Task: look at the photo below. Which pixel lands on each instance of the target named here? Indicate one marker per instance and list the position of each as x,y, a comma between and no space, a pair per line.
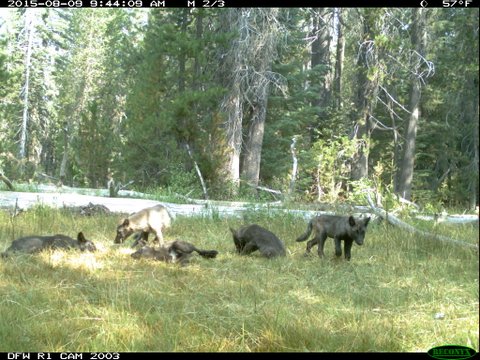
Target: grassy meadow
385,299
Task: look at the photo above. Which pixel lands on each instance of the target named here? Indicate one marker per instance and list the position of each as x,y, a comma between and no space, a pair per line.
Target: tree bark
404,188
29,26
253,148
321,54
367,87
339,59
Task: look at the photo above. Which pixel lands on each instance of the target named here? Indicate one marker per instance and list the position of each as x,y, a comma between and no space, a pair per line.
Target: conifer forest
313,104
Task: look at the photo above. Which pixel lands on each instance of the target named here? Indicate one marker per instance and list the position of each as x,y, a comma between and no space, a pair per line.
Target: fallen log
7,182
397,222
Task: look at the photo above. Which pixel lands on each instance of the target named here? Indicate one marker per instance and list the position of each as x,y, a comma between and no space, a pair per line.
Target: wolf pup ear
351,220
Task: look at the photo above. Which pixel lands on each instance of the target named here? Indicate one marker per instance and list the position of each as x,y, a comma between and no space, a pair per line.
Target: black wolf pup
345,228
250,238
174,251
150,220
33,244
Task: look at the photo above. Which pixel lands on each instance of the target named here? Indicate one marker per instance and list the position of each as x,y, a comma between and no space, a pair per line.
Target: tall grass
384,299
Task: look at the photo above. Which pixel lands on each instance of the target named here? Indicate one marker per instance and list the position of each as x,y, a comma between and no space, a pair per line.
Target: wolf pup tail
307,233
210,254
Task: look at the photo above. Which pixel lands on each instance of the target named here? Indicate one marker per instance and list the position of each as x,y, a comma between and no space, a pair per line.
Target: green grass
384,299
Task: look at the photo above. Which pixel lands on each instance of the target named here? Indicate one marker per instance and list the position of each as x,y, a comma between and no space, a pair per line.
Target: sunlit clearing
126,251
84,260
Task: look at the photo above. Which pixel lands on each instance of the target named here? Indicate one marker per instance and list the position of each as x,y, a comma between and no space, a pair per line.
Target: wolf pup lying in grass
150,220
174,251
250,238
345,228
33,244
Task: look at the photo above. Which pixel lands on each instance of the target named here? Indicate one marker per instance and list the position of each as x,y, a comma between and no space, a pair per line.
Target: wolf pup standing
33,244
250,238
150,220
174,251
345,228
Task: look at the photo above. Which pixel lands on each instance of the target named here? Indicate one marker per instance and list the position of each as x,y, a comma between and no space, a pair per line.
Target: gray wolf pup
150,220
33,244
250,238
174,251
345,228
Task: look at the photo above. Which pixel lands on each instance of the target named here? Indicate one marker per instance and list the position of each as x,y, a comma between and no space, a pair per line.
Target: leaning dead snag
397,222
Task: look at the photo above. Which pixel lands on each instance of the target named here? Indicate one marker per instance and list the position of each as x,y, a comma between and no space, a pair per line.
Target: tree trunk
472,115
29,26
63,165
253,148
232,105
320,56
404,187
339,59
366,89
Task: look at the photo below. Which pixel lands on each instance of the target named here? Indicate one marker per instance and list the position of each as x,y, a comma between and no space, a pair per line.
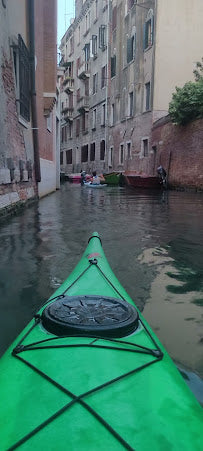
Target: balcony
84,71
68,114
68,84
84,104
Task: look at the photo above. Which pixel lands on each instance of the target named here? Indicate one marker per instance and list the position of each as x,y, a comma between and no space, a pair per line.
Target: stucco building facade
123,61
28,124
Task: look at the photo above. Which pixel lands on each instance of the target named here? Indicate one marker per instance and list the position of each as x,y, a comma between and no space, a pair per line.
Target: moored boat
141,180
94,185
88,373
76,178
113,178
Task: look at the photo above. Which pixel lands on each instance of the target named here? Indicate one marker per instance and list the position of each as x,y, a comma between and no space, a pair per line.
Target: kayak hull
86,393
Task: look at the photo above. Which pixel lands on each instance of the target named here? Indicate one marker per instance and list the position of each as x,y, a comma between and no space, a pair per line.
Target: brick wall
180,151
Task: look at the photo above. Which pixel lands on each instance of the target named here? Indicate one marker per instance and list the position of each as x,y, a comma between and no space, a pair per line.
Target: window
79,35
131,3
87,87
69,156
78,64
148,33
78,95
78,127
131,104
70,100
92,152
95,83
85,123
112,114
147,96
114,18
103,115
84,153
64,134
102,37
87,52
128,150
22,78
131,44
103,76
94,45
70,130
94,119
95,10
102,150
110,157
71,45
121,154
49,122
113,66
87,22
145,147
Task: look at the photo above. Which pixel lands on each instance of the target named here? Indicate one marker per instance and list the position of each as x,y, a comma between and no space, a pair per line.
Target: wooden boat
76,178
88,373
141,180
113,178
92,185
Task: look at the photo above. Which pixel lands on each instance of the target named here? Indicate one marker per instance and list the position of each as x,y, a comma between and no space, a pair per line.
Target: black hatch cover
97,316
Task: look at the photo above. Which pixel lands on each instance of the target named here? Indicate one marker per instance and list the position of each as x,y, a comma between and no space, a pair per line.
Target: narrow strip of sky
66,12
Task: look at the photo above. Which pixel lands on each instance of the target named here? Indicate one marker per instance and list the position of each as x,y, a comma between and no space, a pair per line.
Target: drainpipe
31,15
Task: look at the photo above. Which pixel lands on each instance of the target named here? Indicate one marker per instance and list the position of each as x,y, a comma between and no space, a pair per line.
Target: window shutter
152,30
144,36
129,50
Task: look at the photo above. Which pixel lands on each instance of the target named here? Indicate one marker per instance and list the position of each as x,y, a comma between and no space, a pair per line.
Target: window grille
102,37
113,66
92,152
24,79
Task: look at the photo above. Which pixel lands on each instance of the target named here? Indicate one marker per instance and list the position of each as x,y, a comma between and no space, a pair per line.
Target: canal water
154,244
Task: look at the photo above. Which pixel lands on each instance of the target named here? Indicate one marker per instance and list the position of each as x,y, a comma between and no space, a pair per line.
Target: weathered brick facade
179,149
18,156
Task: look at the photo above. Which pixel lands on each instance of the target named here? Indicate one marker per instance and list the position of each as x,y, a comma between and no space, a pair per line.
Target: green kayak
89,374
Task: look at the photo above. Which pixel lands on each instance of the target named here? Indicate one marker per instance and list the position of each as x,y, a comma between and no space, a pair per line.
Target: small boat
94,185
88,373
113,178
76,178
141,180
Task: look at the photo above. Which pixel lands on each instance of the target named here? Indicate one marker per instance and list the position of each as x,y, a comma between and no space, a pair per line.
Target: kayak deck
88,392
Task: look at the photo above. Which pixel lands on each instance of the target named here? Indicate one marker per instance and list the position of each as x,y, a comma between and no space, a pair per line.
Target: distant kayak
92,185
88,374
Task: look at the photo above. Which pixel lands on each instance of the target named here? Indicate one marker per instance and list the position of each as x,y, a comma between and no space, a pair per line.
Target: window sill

_WHAT IS NEEDED_
Write out the records above exactly as they appear, leaving out any pictures.

_FINAL RESULT_
Task: look at the photo below. Which pixel lands on each instance of the target named here? Indicate one marker per instance and list the position of each as x,y, a comma between and no space, a pair per line.
Target: grassy meadow
385,299
Task: look at the photo above. Which pixel lands on each instance of the target named here? Indicate one marker per instance and list the position of each as x,y, a comma between and no space, a pair per line.
Target: tree bark
404,188
29,26
253,148
321,54
367,87
339,59
Task: look at the photo above. Which pixel lands on each instance of the target named here? Indicate one marker per instance and list the position of each as x,y, a comma between and no space, a pair per line.
Target: conifer forest
313,104
Task: look at the photo above. Which pixel lands on each instance of the target named here? Indicate one marker per instance and list the position of each as x,y, a comma between and no space, a pair per line.
Target: fallen log
7,182
397,222
Task: look at the photo above. Which pixel lands on each instance of the target named here? Indicate one marker per instance and list the position of each as x,y, a comma between and no space, a pair per line.
Target: wolf pup ear
351,220
Task: look at the photo above. Which pixel lands on each instance of the target named here? Indicate one marker per instance and list the position of each as x,y, a comma between and no space, a pair per line.
Target: black wolf pup
345,228
250,238
174,251
150,220
33,244
Task: look at the photo above. Which pixel lands on each instance of the target named here? Indicate one marker per instance and list the position of each as x,y, a comma between and no space, a pair per line.
Target: tall grass
384,299
Task: look at the photo above. Which pixel lands on each instance of the target named here? Indicate one marker per instance and list the position of each as x,y, a comma between and no space, a pair per line.
Target: wolf pup tail
307,233
210,254
Task: look at the photo above. Which pixel lands on each instance of the target named here? Indicate one marker per instance and list the position of each as x,y, a comma between and no space, a pair per line.
Target: green grass
384,299
Task: look at the photo above. Which pixel lands on each instance of the target named here? Indicate one marker per instance and list the position of each as x,y, a comma between and no space, a pair per line.
Target: sunlit clearing
126,251
84,260
Task: look at the photo above. Which pixel lands on each instance of the target named here? Indicate one marker per instance and list the position of each as x,y, a comma between and no space, a pair per line.
Target: wolf pup lying in grass
150,220
174,251
250,238
345,228
33,244
Task: look at the photo above. Which pixel lands on each instance of the target named here? Indicate one marker per instance and list the position of each as x,y, a comma between and no space, a pair per line.
Target: wolf pup standing
33,244
250,238
150,220
174,251
345,228
Task: look at the photo above. Which pixel lands on each instance of the target named here? Indicate one marker per instance and list the position of each as x,y, a comma between and no space, a pair per line.
Target: gray wolf pup
150,220
33,244
250,238
174,251
345,228
Task: look at the photo above. Which pixel lands on each instance of the target named here? Indicate one marker per instance and list the position of each as x,y, a comma between and no space, a pair per line.
Target: leaning dead snag
397,222
Task: look at the photo above. Which pixel lands on each instance of the target named here? Indicate one marker per instance and list the position of each as x,y, a comma between and no space, a pair per line.
Target: tree trunk
472,115
29,26
63,165
253,148
232,105
320,56
404,187
339,59
366,89
Task: look at the photo below. Which pixel lands on each instance of the target named here? Indicate one marker per instance and list the position of each as x,y, a comma between and no space, a pair per line.
Target: balcony
84,71
68,114
68,84
84,104
Task: look at the photo above. Which pixel lands on each instance of the target named here? Indicate one marker per instance and list the position of each as x,y, a comma between and no space, a pair per line.
Target: stucco building facade
123,61
28,124
Task: look at the photo above. Which pixel lands on each instance of the target named here? Indicate one marker per instance and list the position of each as x,y, a comma between and no space, a pair per line.
Target: moored boat
141,180
94,185
88,373
76,178
113,178
Task: look at the photo above. Which pixel lands on each instance of the target named here? Indicate one marker per instance and list the position of each as x,y, a comma between and no space, a pair per line.
Target: kayak hull
86,393
Task: look at the photo above. Which pixel lands on each instance of the target named here? Indicate one marker per instance and list the position of each as x,y, a comma between and no space, a pair per line.
Target: brick wall
180,151
Task: look at the photo above. Which pixel lands on each instance of the target named here? Indicate one marker per instance and list the position of each as x,y, a comma between and no space, a pair per line.
Target: window
79,35
131,3
87,87
69,156
78,64
148,33
78,95
78,127
131,104
70,100
92,152
95,83
85,123
112,114
147,96
114,18
103,115
84,153
64,134
102,37
87,52
128,150
22,78
131,44
103,76
94,45
70,130
94,119
95,10
102,150
110,157
71,45
121,154
49,122
113,66
87,22
145,147
Task: look at the photo above. Which pixel lands on each instance of the target named here? Indicate one marker per instance and list the position of each as x,y, a comma between and no space, a pair per line.
Target: wooden boat
76,178
88,373
141,180
113,178
92,185
Task: look at the photo above. Which pixel lands on each instance of the target named here? Indicate one marker per instance and list the position of each as x,y, a comma between and no space, a pair per line.
Target: black hatch cover
97,316
Task: look at the photo above. Which pixel lands on each instance of the target named here? Indicate one marker per instance and list the position of each as x,y, a comma between and no space, a pair per line.
Target: narrow strip of sky
66,12
Task: look at the photo above. Which pixel lands on each instance of the target named here? Indicate one marker per instance and list the position of each as x,y, a comma between and no space, a pair per line.
Target: drainpipe
31,15
Task: look at the photo above. Which pixel lands on each instance of the target named here? Indicate one marker per instance and list the position of each as x,y, a comma between and no space, a pair per line.
Target: window shutter
152,30
144,36
129,50
Task: look at the photo above. Which pixel lands on each instance of the target named here? Indicate one marker per instance and list the position of each as x,y, a comma between and no space, a pair per line.
Target: window grille
102,37
113,66
92,152
24,79
Task: look at the photo above. Which pixel lands on each instance of the target named here? Indicate one marker per instance and list the position of each as x,y, a comma between and no space, a pair per line.
Target: canal water
154,244
Task: look at the photo above. Which pixel lands on each instance of the target named here? Indicate one marker per instance and list the position of each as x,y, a comma between and no space, a pair per line.
Target: weathered brick facade
179,149
18,156
Task: look at the photo above. Which pixel lands on each instance of the target named here? Indicate one marker per instance and list the position of each as x,y, a comma between and no space, a pair per line.
Target: green kayak
89,374
Task: look at the photo above. Which pixel lands on each instance of the target named here? Indicate one marker per instance and list the position of each as x,y, a comma between and no space, a pair per line.
Target: small boat
94,185
88,373
113,178
76,178
141,180
Task: look at the photo above. Which pixel lands on each instance of the target named here? Indicate one marker per instance and list the position of each as x,y, a comma between and no space, a pair per line.
Target: kayak deck
88,392
Task: look at the photo above. Which pixel lands on each instance of the target named here? Indicate one marker per instance and list the position of each as x,y, a comma between and no space, a pair per line.
Target: distant kayak
92,185
88,374
Task: look at the photo above. Which pixel lands on each instance of the target named here? Indicate one marker per instance and list the position of each as x,y, a comma between and no space, a pair per line.
Target: window sill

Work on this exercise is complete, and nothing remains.